<<<<

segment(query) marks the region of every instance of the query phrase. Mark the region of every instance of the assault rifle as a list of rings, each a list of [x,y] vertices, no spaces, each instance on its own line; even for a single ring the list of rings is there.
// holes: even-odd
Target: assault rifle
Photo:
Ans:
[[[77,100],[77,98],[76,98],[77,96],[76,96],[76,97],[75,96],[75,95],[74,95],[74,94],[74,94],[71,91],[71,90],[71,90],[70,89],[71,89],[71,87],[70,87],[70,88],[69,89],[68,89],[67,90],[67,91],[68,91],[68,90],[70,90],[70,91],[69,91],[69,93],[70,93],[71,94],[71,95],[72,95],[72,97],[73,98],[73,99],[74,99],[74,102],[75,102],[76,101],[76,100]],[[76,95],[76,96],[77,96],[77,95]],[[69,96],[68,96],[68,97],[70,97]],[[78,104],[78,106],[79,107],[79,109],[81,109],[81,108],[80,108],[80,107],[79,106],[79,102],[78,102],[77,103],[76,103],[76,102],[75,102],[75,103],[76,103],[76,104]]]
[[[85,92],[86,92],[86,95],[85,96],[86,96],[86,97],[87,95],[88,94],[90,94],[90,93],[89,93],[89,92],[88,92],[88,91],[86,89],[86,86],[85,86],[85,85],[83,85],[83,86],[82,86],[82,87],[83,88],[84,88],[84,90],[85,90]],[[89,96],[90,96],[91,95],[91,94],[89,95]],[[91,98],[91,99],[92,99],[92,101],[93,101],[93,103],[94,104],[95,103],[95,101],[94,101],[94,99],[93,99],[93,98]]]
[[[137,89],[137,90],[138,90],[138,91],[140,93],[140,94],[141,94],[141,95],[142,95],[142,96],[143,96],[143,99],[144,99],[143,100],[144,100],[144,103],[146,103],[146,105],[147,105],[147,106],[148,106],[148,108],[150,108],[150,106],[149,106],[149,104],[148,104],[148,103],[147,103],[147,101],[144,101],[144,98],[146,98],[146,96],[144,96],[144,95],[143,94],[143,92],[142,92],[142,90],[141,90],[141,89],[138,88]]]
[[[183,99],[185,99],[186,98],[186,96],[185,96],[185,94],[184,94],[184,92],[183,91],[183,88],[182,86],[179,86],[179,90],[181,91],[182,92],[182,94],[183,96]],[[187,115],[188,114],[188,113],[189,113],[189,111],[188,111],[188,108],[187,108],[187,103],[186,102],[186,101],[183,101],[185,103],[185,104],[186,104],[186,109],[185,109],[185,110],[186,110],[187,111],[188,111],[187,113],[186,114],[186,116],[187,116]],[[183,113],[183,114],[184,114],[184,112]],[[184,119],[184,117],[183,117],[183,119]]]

>>>>

**WHAT YOU ARE ASKED TO DO:**
Repeat the entries shown above, every one, word for word.

**THE OUTPUT:**
segment(query) marks the region of every instance of the query phrase. Mark the region of every instance of the assault rifle as a list of rings, each a list of [x,y] vertices, no spaces, each instance on its own line; even for a single ring the list of rings is there.
// holes: even-odd
Target: assault rifle
Photo:
Ans:
[[[77,100],[77,98],[76,98],[77,96],[76,96],[76,97],[75,96],[75,95],[74,95],[74,94],[74,94],[71,91],[71,90],[71,90],[70,89],[71,89],[71,87],[70,87],[70,88],[69,89],[68,89],[67,90],[67,91],[68,91],[68,90],[70,90],[70,91],[69,91],[69,93],[70,93],[71,94],[71,95],[72,95],[72,97],[73,98],[73,99],[74,99],[74,102],[75,102],[76,101],[76,100]],[[76,95],[76,96],[77,96],[77,95]],[[69,96],[68,96],[68,97],[70,97]],[[78,104],[78,106],[79,107],[79,109],[81,109],[81,108],[80,108],[80,107],[79,106],[79,102],[78,102],[77,103],[76,103],[76,102],[75,102],[75,103],[76,103],[76,104]]]
[[[85,92],[86,92],[86,95],[85,96],[86,96],[86,97],[87,95],[88,94],[90,94],[90,93],[89,93],[89,92],[88,92],[88,91],[86,89],[86,86],[85,86],[85,85],[83,85],[83,86],[82,86],[82,87],[83,88],[84,88],[84,90],[85,90]],[[89,96],[90,96],[91,95],[91,94],[89,95]],[[91,98],[91,99],[92,99],[92,101],[93,101],[93,103],[94,104],[95,103],[95,101],[94,101],[94,99],[93,99],[93,98]]]
[[[137,89],[137,90],[138,90],[138,91],[140,93],[140,94],[141,94],[141,95],[142,95],[142,96],[143,96],[143,99],[144,99],[143,100],[144,100],[144,103],[146,103],[146,105],[147,105],[147,106],[148,106],[148,108],[150,108],[150,106],[149,106],[149,104],[148,104],[148,103],[147,103],[147,101],[144,101],[144,98],[146,98],[146,96],[144,96],[144,95],[143,94],[143,92],[142,92],[142,90],[141,90],[141,89],[138,88]]]
[[[183,99],[185,99],[186,98],[186,96],[185,96],[185,94],[184,94],[184,92],[183,91],[183,88],[182,86],[179,86],[179,90],[181,91],[182,92],[182,94],[183,96]],[[187,115],[188,114],[188,113],[189,113],[189,111],[188,111],[188,108],[187,108],[187,103],[186,102],[186,101],[183,101],[185,103],[185,104],[186,104],[186,109],[185,109],[185,110],[186,110],[187,111],[188,111],[187,113],[186,114],[186,116],[187,116]],[[183,113],[183,114],[184,114],[184,112]],[[184,119],[184,117],[183,117],[183,119]]]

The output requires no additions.